§ Exercise directions:
Everything in the listing must be transcribed exactly, from the first line to the last.

§ Provided entries:
§

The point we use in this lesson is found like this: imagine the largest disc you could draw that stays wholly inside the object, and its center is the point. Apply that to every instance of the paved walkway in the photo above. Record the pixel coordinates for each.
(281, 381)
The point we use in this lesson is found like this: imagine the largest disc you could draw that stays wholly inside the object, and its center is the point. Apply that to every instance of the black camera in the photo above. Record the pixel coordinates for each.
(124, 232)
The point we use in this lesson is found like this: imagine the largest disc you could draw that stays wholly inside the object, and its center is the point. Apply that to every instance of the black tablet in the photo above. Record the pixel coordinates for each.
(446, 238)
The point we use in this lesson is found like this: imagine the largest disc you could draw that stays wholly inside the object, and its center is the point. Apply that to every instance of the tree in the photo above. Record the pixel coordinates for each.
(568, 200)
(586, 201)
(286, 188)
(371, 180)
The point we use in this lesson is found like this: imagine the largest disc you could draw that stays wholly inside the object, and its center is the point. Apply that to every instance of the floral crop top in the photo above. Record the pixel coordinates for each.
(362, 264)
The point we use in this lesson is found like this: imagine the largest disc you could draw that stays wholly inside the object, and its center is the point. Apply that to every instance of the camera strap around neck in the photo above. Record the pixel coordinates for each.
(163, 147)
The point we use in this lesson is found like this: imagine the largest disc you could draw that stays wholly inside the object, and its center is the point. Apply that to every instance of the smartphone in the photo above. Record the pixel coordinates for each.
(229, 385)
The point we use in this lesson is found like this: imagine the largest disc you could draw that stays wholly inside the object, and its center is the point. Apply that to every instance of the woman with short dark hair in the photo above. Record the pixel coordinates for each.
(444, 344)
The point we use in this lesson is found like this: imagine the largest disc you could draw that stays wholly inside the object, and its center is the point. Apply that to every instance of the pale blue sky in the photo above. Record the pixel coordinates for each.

§

§ Response to this task:
The point we use in this lesson is found like this: imagine the largest disc you could draw that stays wholly inside the object, and its center is the point. Apply that to every instance of the paved walkway in the photo above. Record the pixel coordinates for each.
(281, 381)
The point we use in this lesson is found like this: imagine the largest disc you could draw that stays wholly inside the object, and its center is the point. Apply that to every instance of the black camera in the photo above. Record the pixel coordinates for each.
(124, 232)
The point we use in this lesson is found like this: imagine the largest disc you could draw that stays wholly inside the object, and its center is the point. Apply that to every instance of the black tablet in the photo above. Record the pixel coordinates for each.
(446, 238)
The point we use in this lesson is found like this: imagine the largest disc you could draw that stays wholly inside the object, and its center is the point. Apply that to every instance of the tree in the photo above. Record the pixel coordinates for each.
(568, 200)
(586, 201)
(286, 188)
(371, 180)
The point we use in this lesson is found like this: imagine the largest disc you could draw that stays wholly inside the object, and its center is the point. Apply that to every instance of the floral crop top in the photo above. Record the pixel coordinates for each.
(362, 264)
The point we use in this lesson is found like this: imagine the largest disc you could draw that stays wholly inside the object, and its center is the point. Apply that to every instance of the camera strap around neck in the photo above. Record the pixel coordinates for each.
(163, 147)
The point we use in this lesson is found like this: imagine the largest disc you could draw that stays wholly inside the object, and its center is the point. Apply that to every instance of the smartphone in the photo above. Record the pixel coordinates for each.
(229, 385)
The point we use in this lesson is found like this: imagine the largest disc you could draw that stays wholly inside the object, and its center is the point. Apply that to every instance of the woman with short dark hair in the photo above. Record the pixel coordinates for each.
(444, 344)
The point we use in this lesson is found like this: imagine the largest disc you could draw that stays wholly inside the object, and its center is the point. Apply that to every instance of the pale blue sky in the photo above. Record the pixel coordinates for each.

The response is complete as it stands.